• _TASK DETAILS_: Convert the entries below into a Markdown table with two columns, No. and Line, giving each nonblank line its own numbered row and omitting blank lines.

* * *

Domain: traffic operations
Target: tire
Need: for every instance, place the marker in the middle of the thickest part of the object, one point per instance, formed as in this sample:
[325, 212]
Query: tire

* * *

• _FINISHED ANSWER_:
| No. | Line |
|---|---|
| 1 | Domain: traffic operations |
| 2 | Target: tire |
| 3 | Need: for every instance, place the marker in the middle of the thickest part of the object, one point per instance, formed as in this sample: |
| 4 | [325, 212] |
| 5 | Query: tire |